** START Records supplied **
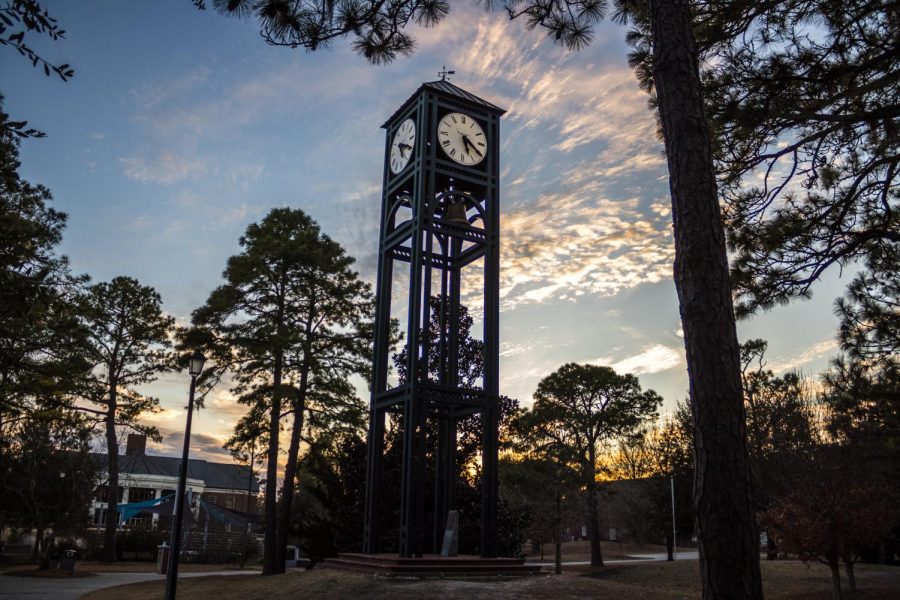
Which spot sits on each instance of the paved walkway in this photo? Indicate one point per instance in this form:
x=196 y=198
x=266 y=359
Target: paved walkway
x=39 y=588
x=687 y=555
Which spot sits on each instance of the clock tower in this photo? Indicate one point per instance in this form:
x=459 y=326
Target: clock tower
x=439 y=229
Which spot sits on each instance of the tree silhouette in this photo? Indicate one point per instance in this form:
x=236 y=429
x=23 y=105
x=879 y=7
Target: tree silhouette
x=291 y=323
x=128 y=345
x=578 y=407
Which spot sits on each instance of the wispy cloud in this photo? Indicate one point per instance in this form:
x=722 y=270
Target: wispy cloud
x=569 y=245
x=655 y=359
x=814 y=352
x=167 y=168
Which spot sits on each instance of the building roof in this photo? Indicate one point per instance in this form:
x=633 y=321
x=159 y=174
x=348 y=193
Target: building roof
x=214 y=475
x=448 y=89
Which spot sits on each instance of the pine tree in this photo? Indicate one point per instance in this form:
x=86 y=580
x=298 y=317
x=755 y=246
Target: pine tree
x=291 y=323
x=579 y=407
x=128 y=344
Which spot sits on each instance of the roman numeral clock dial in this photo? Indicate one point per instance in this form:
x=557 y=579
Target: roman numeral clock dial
x=402 y=146
x=462 y=139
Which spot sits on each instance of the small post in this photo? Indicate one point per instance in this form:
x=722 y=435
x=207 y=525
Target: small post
x=674 y=539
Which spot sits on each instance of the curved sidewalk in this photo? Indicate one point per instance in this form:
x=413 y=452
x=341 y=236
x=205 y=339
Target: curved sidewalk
x=39 y=588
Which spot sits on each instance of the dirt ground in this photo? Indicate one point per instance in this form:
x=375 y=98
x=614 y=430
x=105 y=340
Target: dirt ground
x=581 y=551
x=783 y=580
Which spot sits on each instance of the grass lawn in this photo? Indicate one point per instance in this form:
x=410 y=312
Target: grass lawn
x=783 y=580
x=86 y=566
x=581 y=551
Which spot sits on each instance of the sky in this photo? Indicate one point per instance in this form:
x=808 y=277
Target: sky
x=181 y=127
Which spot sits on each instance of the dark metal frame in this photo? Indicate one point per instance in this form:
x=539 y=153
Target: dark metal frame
x=433 y=245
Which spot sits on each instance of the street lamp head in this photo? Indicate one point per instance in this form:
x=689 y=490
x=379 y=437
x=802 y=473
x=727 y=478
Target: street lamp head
x=195 y=363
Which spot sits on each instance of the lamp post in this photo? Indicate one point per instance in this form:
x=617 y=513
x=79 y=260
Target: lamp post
x=195 y=367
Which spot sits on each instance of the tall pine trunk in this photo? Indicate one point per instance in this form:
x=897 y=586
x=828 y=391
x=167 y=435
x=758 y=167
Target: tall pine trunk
x=727 y=539
x=290 y=469
x=112 y=487
x=593 y=518
x=834 y=566
x=270 y=520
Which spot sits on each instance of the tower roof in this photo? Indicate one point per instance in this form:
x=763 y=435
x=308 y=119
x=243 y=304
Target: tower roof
x=448 y=89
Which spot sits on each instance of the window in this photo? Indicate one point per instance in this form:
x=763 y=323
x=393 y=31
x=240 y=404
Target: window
x=141 y=494
x=102 y=493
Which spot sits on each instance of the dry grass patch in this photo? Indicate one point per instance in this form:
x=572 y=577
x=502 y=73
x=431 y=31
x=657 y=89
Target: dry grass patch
x=784 y=580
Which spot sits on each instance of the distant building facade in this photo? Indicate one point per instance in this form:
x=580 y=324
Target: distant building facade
x=143 y=477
** END Records supplied **
• Task requirements: Give again only the stretch from the line containing "Which spot sits on each instance of the wispy" through the line containing "x=128 y=344", requests included. Multiply each answer coordinate by 1.65 and round it to a whole number, with halves rounded up, and leave the numbers in the requests and their format samples unchanged.

• Exercise response:
Which spot sits on each instance of the wispy cloud in this photo? Indicate one point per instance in this form:
x=722 y=270
Target: wispy cloud
x=939 y=404
x=1081 y=592
x=1343 y=581
x=276 y=277
Which spot sits on each instance of the building roof in this photo? Indicate one point per instance in this form:
x=633 y=321
x=159 y=174
x=348 y=193
Target: building roof
x=353 y=784
x=739 y=147
Which spot sits on each instance of the pine tree in this photo? Indicate one point per instance in this form:
x=86 y=580
x=298 y=317
x=755 y=246
Target: pine tree
x=480 y=533
x=955 y=672
x=211 y=568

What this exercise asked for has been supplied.